Short exercise 1:
How many lines in the entries below contain the word "building", counting case exactly? Reply with the number alone.

━━━ Extracted text

Hi Wendy Good to be here.

Wendy Jones:

Hey, it's absolutely lovely to have you here. Now we've got a bit of a lag tonight and there's a good reason for That why is that? Where are you at the moment?

Ruth Leigh:

I'm in a little wooden chalet in Switzerland at the moment

Wendy Jones:

in Switzerland. How fabulous? What are you doing there?

Ruth Leigh:

We've come on a family holiday. Everybody else is skiing, but I'm not I'm doing writing and walking and swimming and things like that. I'm not going to endanger myself by hurtling down the slopes anymore.

Wendy Jones:

Fabulous. Hey, I'm very excited for you. But I'm not anywhere except Bonnie Scotland. So hey, but you never know. I might be somewhere later in the year. That's pretty exciting. It is it is. So

Ruth Leigh:

yeah, that's the question. You're always travelling all over the world.

Wendy Jones:

I'm always travelling. I've got I've got a little trip coming up in August. I say a little trip. I'm going away for three months. So that's a trip.

Ruth Leigh:

That doesn't surprise me at all. It's quite a trip.

Wendy Jones:

So I've got some questions for you. So are you sitting comfortably?

━━━━━━
━━━ Task material

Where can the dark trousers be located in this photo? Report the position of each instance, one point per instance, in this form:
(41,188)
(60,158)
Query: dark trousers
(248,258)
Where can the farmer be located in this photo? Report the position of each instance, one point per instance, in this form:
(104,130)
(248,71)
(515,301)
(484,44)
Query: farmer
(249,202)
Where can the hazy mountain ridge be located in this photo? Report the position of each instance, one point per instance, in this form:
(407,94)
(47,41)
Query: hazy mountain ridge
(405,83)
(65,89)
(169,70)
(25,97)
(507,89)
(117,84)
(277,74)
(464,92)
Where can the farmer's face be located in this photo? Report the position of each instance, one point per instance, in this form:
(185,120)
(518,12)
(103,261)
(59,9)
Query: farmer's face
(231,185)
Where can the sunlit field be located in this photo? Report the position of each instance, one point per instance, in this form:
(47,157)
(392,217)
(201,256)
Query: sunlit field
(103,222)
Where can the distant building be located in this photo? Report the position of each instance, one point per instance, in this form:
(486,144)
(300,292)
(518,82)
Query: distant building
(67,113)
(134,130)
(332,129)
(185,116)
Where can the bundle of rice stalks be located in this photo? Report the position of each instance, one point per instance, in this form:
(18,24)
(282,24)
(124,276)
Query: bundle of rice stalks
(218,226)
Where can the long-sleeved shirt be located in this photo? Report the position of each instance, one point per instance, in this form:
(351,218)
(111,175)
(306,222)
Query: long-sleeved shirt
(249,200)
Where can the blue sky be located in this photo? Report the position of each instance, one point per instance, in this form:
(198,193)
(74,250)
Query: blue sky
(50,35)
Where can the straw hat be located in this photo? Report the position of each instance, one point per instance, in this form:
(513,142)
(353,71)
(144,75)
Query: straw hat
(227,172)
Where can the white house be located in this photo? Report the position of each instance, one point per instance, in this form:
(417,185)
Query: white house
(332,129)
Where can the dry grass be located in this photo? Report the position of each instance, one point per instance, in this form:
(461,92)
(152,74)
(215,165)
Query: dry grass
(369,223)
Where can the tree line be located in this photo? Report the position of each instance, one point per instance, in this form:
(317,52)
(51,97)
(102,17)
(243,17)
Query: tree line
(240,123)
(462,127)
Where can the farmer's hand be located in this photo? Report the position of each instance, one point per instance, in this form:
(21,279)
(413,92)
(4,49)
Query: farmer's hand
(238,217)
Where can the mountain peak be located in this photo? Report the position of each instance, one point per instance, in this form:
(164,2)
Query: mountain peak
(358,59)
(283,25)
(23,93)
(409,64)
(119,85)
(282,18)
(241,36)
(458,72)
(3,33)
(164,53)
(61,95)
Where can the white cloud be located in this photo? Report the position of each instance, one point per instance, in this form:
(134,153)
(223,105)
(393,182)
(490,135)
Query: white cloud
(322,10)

━━━━━━
━━━ Task material

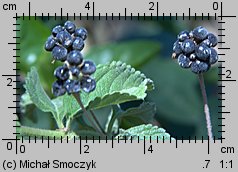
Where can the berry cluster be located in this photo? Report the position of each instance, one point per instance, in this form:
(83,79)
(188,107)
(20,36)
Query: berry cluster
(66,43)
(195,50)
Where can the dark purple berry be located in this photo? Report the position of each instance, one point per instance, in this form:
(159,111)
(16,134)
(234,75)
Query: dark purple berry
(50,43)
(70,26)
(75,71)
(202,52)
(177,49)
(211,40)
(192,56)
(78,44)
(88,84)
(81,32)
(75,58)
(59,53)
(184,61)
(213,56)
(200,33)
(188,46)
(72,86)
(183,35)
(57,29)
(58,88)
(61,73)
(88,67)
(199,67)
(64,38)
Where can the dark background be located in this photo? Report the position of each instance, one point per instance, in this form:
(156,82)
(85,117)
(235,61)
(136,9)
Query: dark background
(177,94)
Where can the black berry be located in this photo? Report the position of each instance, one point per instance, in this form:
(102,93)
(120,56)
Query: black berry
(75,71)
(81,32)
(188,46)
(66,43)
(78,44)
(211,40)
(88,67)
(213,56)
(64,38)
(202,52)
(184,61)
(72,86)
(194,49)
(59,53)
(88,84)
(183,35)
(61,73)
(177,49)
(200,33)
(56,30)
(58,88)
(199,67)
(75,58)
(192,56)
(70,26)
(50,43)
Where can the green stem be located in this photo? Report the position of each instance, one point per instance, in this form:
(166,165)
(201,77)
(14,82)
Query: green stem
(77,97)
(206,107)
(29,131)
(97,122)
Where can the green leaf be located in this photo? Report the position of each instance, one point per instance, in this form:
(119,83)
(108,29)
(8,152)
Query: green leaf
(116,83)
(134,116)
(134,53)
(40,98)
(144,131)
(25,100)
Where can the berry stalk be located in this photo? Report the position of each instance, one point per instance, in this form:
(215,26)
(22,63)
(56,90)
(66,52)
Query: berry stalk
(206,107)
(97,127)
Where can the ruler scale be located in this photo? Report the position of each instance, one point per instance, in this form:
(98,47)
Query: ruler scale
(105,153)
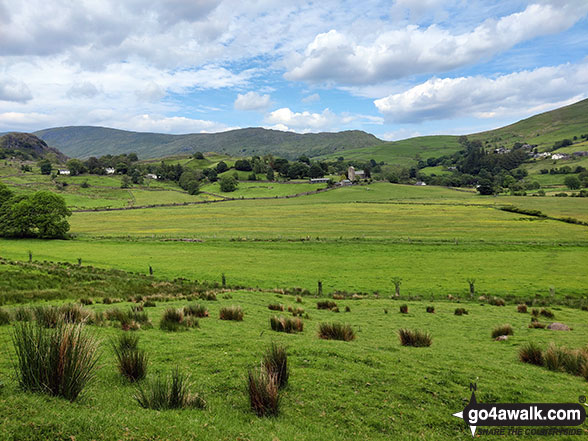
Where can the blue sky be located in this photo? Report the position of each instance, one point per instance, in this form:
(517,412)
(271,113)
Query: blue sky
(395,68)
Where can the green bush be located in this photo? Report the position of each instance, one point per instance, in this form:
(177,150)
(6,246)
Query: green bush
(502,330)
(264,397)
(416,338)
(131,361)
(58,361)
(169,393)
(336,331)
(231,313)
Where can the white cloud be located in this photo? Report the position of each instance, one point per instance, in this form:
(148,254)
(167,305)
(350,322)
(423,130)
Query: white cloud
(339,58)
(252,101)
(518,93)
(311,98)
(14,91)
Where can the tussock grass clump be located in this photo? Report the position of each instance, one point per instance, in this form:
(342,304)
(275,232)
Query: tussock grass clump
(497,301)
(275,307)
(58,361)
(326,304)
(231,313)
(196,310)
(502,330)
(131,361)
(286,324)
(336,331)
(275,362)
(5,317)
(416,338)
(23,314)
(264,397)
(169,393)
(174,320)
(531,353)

━━━━━━

Short exercise 2:
According to the interview transcript, where is Ruth Leigh staying at the moment?

Expected answer 1:
2

Expected answer 2:
In a little wooden chalet in Switzerland.